======== Text shown ========

And despite Apple’s reputation for leading-edge technology, the company is following others who have deployed flash as a faster, more efficient alternative, less susceptible to shocks and vibrations.

For months, stodgy old Dell Inc. has been offering SSDs as a $900 option in its laptops. Asustek Computer Inc., of Taiwan, already sells the Eee PC, a $400 laptop with a measly 4 gigabytes of flash memory instead of a hard drive; at the recent Consumer Electronics Show in Las Vegas, Asus showed off an upcoming high-priced notebook with a 32-gig SSD drive.

Flash is also making a splash in the world of heavy-duty enterprise computing.

Last week, EMC Corp., of Hopkinton, the leader in “big iron” data storage systems, said it would begin offering flash drives as an option in its flagship Symmetrix line of storage arrays.

David Donatelli, president of EMC’s storage division, said that because SSDs are all-electronic, they will give customers much faster access to critical data. “Over time, flash will take over more and more and more of the storage in our arrays,” Donatelli said. “This is the beginning of one of the most fundamental shifts we’ve seen in a long time.”

The hard-drive technology that has served us for half a century is in no danger of disappearing. Hard drives offer a combination of massive data capacity and low price that flash memory chips can’t touch. According to the research firm IDC Corp., of Framingham, a gigabyte of hard-drive storage cost 45 cents last year; the same amount of flash storage cost $18, or 40 times as much.

“On a per-gigabyte basis, flash is never going to compete with hard-disk drives,” said an IDC analyst, Adrienne Downey.

Yet flash is narrowing the gap.

“A gigabyte of flash 10 years ago cost $3,000. Right now you can go into Best Buy and get a gigabyte for about 12, 15 dollars,” said Richard Heye, senior vice president of the SSD group at SanDisk Corp. of Milpitas, Calif., one of the leading makers of flash memory. IDC says that flash prices fell 60 percent last year, and will drop by 50 percent in 2008.

As prices fall, flash’s advantages over hard drives become more attractive.

======== Source data ========

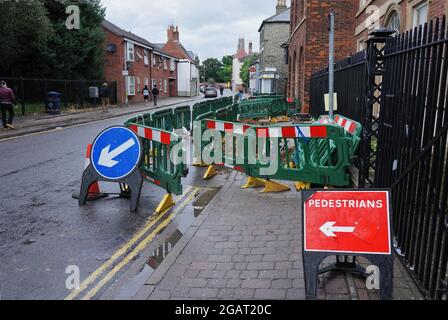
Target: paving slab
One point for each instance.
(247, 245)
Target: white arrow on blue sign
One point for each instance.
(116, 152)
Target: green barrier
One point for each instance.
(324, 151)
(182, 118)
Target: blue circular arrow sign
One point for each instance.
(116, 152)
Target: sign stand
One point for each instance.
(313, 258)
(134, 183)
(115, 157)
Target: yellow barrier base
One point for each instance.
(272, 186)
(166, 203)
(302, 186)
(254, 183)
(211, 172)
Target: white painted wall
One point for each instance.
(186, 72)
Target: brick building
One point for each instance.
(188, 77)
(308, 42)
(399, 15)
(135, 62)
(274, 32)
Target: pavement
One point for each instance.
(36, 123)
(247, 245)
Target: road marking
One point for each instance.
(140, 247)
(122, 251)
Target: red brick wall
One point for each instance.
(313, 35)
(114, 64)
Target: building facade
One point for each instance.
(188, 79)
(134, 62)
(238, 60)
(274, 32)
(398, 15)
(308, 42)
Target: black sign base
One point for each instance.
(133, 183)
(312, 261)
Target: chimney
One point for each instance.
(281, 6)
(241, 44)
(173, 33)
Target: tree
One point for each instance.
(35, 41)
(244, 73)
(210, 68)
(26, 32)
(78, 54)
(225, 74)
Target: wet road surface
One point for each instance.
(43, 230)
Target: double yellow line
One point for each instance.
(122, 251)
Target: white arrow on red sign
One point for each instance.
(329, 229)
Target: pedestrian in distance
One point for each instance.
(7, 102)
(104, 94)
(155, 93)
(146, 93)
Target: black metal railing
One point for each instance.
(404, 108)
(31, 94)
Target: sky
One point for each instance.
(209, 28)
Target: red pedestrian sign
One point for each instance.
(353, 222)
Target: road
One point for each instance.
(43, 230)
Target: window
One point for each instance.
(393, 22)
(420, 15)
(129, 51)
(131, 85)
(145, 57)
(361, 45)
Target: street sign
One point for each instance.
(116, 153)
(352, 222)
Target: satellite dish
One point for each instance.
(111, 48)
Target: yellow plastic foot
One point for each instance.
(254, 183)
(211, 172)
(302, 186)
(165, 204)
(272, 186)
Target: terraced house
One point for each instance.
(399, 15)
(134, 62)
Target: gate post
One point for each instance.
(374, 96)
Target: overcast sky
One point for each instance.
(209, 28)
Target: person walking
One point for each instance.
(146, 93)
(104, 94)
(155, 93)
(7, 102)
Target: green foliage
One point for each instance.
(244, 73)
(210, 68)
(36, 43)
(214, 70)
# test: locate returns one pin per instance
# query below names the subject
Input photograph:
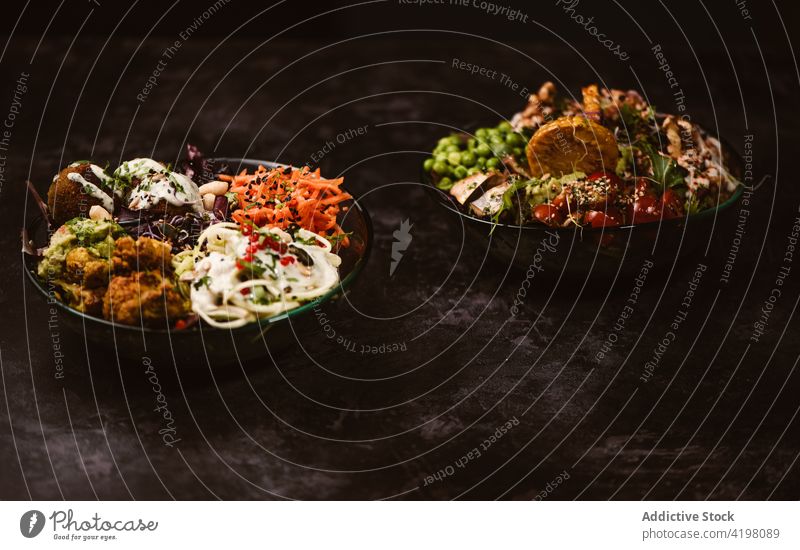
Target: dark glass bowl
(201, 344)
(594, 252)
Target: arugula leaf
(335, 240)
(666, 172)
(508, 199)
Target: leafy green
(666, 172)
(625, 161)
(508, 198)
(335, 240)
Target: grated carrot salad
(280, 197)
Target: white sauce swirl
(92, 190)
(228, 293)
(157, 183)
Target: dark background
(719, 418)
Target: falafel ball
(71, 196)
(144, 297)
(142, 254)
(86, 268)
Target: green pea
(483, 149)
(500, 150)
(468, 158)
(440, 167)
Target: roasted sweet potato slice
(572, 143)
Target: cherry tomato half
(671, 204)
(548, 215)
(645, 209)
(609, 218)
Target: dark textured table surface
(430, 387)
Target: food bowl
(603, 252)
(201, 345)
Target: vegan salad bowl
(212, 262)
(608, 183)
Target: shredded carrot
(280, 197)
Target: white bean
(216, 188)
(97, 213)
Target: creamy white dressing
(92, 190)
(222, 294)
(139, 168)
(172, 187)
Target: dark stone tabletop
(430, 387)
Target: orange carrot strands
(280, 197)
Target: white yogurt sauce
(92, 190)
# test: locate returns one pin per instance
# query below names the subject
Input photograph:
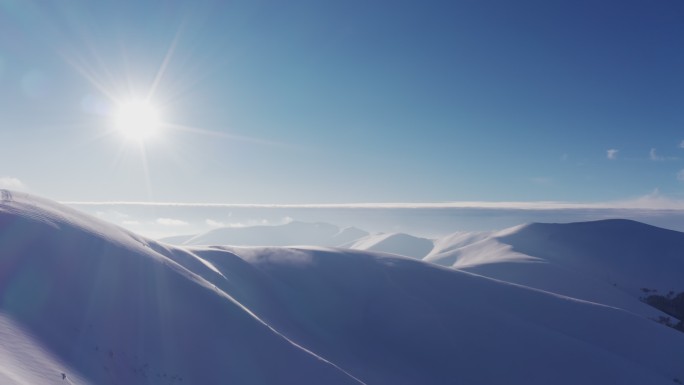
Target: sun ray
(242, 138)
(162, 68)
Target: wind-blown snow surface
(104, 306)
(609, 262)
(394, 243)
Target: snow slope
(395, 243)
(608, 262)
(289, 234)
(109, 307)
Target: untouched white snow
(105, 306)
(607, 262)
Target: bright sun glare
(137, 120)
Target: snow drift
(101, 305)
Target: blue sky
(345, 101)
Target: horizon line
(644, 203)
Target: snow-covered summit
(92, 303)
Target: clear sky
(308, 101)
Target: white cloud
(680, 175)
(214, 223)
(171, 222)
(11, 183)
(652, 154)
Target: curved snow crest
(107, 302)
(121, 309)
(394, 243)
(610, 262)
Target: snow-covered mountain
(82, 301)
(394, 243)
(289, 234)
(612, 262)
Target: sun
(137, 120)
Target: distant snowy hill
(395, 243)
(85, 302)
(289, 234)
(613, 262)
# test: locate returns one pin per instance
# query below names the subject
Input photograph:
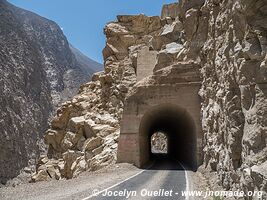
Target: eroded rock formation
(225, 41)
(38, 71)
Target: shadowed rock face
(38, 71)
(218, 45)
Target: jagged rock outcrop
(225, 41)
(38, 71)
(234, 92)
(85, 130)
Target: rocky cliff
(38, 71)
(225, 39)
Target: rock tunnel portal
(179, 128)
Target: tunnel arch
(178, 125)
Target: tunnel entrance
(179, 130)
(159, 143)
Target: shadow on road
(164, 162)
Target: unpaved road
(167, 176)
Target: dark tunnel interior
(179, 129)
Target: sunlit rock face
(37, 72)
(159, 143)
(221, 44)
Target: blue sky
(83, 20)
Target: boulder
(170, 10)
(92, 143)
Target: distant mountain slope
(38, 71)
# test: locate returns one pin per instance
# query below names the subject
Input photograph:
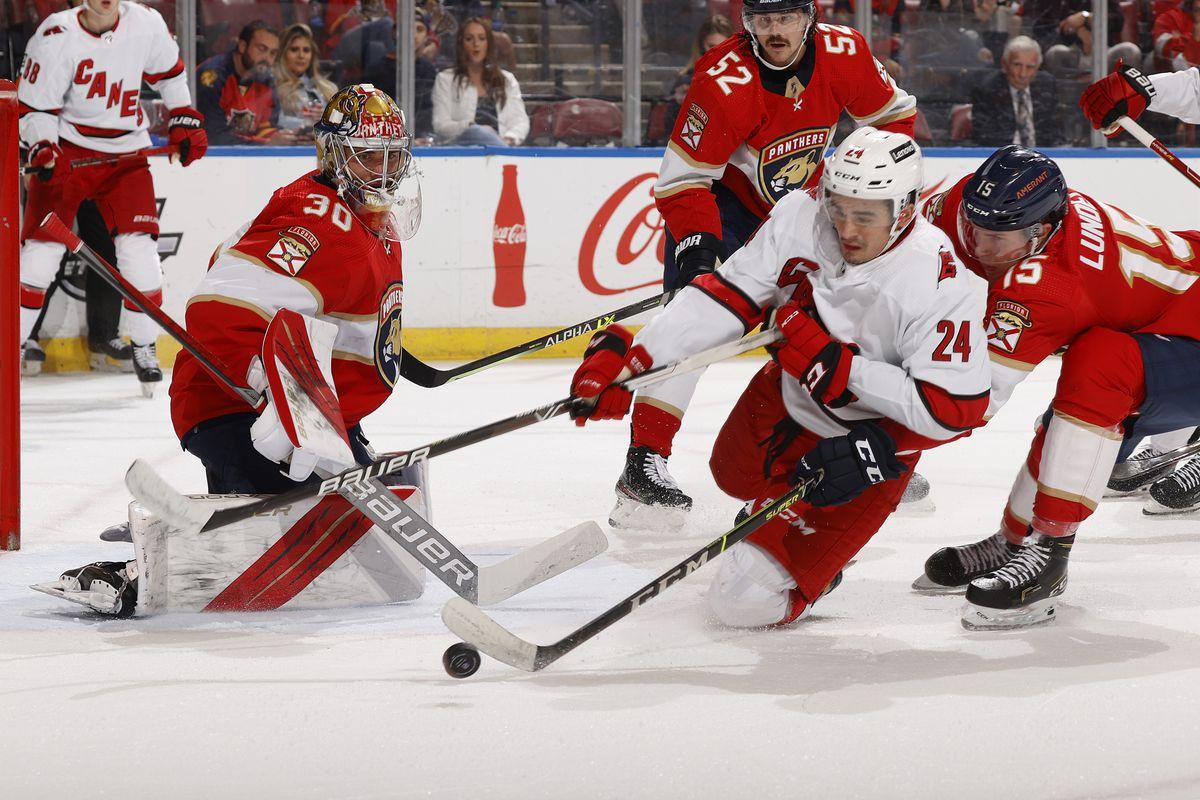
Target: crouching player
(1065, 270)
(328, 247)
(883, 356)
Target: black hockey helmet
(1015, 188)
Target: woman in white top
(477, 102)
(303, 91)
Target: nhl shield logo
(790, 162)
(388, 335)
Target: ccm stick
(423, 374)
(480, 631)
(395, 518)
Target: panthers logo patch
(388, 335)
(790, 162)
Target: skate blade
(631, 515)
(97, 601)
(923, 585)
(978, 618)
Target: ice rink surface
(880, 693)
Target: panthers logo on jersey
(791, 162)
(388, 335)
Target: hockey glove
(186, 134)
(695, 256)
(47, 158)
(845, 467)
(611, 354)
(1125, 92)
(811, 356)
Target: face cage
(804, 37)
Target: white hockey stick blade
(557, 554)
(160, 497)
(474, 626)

========

Directions:
1. According to the text on flash storage, what did IDC say a gigabyte of hard-drive storage cost last year?
2. Extend the text on flash storage past its final sentence.
The lines above can be set aside.

Responses by item number:
1. 45 cents.

2.
SSDs are well suited to laptops because they weigh less than hard drives, and are unfazed by physical shocks and vibrations that would destroy a hard drive. SSDs also use less power than hard drives, which means lower electric bills at big data centers and better battery life for laptops.

Flash is good for high-performance computing tasks because the cards can respond to data requests in a millisecond. Hard drives need several milliseconds to access information, because a mechanical arm must look up the data on the spinning disk. As a hard drive fills up, this search process takes longer and data through- put becomes slower, while a flash-based drive delivers fast performance even as it fills up.

EMC’s Donatelli said that his customers run Symmetrix systems with the hard drives partially empty. This keeps the data moving faster, but wastes much of the array’s storage capacity. Now users will be able to store their most time-sensitive data on flash drives and get good performance, while stuffing their mechanical drives with less-critical data. This will mean lower operating costs, despite the use of higher-priced flash drives, Donatelli said.

Flash’s biggest drawback, apart from price, has been limited lifespan. The chips eventually lose the ability to store new data. A hobbyist’s digital camera will probably never take enough pictures to wear out its flash chips. But computer drives must constantly store new data, hastening the day when the flash drive wears out.

Yet flash makers say they’ve licked this problem with software that spreads data across the millions of memory cells inside each flash chip. This ensures that the constant data rewrites are spread across many cells, thus extending the life of the entire drive. SanDisk says its SSDs on average will run 2 million hours before failing, compared to about 300,000 hours for mechanical hard drives.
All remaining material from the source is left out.